**MATERIAL SHOWN**
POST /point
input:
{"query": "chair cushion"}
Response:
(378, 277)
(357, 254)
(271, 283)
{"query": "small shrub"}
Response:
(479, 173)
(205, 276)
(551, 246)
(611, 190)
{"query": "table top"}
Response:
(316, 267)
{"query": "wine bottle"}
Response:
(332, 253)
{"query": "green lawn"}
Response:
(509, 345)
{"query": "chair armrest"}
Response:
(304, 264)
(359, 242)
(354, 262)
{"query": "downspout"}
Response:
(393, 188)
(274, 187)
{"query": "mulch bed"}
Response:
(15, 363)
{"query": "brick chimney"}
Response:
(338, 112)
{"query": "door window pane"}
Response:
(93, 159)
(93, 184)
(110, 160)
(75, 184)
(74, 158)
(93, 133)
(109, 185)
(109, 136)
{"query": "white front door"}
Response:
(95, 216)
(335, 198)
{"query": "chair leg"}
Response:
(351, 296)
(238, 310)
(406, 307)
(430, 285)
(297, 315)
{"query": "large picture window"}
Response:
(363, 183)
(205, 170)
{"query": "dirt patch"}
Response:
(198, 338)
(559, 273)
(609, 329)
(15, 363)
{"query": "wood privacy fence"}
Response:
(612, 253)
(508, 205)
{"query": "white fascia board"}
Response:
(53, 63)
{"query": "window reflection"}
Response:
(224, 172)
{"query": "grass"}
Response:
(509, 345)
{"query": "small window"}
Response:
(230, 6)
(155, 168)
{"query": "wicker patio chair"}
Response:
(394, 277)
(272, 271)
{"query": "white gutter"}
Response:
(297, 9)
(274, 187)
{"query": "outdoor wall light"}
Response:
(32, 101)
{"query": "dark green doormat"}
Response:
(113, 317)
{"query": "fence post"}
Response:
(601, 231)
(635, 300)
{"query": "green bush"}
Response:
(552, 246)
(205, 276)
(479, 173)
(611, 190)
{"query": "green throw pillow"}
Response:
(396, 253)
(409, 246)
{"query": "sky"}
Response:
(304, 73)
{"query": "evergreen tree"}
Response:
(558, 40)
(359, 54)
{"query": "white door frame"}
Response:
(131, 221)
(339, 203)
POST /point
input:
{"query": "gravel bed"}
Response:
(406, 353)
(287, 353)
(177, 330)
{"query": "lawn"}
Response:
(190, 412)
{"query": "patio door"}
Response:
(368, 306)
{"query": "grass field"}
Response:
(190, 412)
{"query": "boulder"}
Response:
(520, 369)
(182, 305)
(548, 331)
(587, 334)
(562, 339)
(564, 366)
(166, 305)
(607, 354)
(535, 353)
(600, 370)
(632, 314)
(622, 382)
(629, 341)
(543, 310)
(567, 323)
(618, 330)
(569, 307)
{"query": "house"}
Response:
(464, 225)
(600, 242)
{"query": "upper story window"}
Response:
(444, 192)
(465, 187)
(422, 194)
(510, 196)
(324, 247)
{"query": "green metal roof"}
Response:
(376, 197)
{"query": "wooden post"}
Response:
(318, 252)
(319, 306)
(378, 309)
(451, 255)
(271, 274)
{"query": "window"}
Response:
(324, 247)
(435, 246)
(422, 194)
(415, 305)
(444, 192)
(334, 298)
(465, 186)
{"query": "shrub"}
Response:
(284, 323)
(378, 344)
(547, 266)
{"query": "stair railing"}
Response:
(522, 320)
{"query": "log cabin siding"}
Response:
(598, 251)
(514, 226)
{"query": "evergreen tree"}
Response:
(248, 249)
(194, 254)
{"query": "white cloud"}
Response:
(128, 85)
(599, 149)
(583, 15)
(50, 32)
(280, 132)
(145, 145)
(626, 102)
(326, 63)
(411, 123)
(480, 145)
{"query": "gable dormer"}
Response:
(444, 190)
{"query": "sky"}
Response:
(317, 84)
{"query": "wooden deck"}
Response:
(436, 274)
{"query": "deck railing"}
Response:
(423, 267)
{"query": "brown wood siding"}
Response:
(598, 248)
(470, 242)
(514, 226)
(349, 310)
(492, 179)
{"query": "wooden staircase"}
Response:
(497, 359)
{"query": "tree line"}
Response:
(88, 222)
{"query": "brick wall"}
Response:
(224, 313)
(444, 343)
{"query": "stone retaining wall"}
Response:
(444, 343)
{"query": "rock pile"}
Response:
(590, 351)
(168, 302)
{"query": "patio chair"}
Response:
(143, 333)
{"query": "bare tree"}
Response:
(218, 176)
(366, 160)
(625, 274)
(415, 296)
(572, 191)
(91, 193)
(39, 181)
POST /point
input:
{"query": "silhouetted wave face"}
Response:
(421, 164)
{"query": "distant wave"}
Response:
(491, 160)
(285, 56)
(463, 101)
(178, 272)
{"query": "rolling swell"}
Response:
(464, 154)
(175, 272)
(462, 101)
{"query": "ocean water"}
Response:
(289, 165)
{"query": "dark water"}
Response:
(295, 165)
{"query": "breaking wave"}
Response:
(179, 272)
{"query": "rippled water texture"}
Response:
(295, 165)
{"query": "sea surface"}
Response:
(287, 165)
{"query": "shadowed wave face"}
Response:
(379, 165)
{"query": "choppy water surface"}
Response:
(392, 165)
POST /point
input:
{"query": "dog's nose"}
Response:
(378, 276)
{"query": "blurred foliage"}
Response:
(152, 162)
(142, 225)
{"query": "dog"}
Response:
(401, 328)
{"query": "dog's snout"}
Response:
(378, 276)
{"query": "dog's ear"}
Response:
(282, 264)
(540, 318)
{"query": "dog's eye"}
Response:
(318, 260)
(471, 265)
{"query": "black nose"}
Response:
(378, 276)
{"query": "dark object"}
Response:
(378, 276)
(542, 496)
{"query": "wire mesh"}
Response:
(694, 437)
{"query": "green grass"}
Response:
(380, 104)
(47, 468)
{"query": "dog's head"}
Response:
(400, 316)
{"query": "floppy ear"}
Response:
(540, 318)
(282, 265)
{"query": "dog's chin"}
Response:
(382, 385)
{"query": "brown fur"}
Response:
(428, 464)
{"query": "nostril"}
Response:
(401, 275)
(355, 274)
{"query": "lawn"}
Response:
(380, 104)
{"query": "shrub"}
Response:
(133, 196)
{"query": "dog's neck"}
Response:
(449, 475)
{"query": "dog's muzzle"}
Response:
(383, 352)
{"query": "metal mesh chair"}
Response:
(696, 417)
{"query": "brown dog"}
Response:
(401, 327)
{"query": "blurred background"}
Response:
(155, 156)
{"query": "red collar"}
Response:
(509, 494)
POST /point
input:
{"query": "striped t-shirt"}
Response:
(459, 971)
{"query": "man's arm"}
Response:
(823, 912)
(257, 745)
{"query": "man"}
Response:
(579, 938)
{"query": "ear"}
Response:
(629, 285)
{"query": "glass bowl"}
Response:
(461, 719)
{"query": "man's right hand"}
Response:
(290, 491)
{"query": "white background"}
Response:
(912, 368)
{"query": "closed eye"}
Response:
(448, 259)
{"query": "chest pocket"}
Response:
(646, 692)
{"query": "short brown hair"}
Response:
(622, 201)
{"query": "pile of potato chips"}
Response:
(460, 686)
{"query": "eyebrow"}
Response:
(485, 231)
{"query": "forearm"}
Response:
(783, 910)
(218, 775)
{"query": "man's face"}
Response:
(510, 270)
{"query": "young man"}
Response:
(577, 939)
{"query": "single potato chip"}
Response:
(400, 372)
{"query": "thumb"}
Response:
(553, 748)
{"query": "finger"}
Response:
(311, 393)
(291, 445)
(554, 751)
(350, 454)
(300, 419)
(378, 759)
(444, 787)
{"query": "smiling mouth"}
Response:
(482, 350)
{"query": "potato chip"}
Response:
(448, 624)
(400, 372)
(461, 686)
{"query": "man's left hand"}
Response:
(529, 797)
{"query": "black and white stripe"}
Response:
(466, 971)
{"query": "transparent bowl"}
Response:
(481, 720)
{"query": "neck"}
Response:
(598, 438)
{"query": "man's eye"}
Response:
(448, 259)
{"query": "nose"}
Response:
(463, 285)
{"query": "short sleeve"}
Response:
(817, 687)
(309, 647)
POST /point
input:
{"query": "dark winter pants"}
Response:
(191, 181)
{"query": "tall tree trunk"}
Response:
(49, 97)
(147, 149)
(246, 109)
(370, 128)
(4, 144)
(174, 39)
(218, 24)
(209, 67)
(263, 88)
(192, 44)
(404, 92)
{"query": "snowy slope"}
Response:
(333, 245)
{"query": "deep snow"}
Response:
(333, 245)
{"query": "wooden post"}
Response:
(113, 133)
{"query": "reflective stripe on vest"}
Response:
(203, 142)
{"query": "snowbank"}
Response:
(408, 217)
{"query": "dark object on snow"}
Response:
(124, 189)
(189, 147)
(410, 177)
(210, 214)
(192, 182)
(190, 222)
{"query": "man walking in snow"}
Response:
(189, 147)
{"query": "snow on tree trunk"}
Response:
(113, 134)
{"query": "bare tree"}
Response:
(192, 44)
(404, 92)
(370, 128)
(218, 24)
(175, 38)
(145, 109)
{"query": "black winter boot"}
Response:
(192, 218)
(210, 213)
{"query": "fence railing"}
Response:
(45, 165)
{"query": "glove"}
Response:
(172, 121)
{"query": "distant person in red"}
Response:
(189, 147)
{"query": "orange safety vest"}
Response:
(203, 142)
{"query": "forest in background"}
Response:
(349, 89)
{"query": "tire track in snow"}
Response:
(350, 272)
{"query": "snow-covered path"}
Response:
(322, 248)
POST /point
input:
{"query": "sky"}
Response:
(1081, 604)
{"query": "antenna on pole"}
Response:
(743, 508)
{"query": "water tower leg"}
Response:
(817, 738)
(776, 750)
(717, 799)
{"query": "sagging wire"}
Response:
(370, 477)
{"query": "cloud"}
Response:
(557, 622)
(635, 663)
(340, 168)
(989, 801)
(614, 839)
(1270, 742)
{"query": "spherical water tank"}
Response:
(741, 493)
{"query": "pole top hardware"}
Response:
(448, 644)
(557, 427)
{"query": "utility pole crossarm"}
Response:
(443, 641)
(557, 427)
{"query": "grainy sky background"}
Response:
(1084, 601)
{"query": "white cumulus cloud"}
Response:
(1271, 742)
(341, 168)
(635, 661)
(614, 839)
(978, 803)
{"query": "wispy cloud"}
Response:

**TASK TO COMPLETE**
Please count the lines of the records that contain the word "deck", and give only the number.

**FINISHED TASK**
2